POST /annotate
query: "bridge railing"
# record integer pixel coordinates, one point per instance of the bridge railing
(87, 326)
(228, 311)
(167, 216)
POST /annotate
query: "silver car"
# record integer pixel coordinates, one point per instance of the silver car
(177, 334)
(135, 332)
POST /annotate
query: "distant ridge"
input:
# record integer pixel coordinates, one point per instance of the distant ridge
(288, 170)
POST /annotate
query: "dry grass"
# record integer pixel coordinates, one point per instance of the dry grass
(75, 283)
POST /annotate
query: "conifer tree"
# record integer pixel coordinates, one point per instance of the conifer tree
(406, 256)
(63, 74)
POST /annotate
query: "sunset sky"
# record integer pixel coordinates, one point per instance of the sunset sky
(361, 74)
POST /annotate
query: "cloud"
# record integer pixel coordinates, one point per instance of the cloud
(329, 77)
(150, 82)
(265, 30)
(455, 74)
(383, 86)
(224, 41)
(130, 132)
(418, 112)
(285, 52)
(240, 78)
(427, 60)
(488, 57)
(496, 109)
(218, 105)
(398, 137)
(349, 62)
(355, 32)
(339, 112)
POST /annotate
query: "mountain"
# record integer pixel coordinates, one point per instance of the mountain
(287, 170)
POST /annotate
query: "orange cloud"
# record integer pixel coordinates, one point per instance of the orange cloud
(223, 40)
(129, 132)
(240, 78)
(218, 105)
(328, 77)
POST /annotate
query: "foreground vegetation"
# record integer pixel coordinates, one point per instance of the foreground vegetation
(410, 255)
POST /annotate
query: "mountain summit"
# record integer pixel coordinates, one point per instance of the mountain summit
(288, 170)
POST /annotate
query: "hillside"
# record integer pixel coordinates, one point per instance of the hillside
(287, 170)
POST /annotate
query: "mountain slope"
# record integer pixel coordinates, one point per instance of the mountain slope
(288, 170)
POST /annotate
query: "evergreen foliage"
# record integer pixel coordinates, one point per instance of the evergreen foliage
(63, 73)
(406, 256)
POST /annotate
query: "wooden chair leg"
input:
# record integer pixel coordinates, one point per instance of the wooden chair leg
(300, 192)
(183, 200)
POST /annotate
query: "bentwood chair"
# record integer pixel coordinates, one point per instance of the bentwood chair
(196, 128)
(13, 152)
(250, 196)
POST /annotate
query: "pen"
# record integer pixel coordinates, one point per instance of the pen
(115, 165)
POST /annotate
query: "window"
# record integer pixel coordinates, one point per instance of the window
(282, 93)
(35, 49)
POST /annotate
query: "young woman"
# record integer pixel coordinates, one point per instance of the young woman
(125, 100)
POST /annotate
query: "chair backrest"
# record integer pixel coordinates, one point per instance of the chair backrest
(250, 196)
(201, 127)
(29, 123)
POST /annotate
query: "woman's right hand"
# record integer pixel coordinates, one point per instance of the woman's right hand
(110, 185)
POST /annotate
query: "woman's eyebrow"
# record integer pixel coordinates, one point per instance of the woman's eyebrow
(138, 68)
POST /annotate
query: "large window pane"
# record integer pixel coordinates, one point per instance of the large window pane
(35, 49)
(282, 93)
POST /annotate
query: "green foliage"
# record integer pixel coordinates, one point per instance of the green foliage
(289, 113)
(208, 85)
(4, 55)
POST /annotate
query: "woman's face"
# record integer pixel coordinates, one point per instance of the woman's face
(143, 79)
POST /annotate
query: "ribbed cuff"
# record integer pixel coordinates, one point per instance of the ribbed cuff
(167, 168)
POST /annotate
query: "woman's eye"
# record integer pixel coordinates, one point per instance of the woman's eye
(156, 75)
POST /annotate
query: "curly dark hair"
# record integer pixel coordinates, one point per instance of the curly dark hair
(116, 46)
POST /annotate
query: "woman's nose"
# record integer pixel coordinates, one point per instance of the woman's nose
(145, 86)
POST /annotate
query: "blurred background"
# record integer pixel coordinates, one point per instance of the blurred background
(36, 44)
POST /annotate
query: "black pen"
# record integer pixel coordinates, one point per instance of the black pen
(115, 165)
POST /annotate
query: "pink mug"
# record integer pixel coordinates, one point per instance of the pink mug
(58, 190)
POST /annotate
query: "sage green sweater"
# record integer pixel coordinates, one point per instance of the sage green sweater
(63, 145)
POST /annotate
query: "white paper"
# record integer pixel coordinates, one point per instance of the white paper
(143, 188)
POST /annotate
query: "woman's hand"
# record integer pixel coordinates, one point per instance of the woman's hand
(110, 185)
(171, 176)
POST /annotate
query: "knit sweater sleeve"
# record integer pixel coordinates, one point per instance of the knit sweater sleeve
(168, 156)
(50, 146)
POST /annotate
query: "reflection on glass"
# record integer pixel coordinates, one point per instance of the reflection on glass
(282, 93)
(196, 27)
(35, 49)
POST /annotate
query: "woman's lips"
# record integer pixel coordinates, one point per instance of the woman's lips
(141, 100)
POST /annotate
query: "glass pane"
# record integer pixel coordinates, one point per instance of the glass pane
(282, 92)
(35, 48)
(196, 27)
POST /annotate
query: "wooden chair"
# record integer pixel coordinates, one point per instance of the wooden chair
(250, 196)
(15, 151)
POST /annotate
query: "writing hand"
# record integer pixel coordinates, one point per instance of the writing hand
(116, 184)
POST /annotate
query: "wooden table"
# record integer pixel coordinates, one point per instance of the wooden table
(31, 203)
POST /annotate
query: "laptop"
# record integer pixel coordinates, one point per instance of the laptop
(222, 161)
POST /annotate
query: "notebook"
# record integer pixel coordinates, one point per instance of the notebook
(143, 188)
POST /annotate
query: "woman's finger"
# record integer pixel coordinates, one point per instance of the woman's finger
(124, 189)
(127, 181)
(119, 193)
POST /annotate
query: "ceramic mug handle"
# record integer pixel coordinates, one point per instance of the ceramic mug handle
# # #
*What this task involves*: Count the lines of the material above that contain the string "writing", matching case exactly, and reply with the number alone.

*Complete output*: 2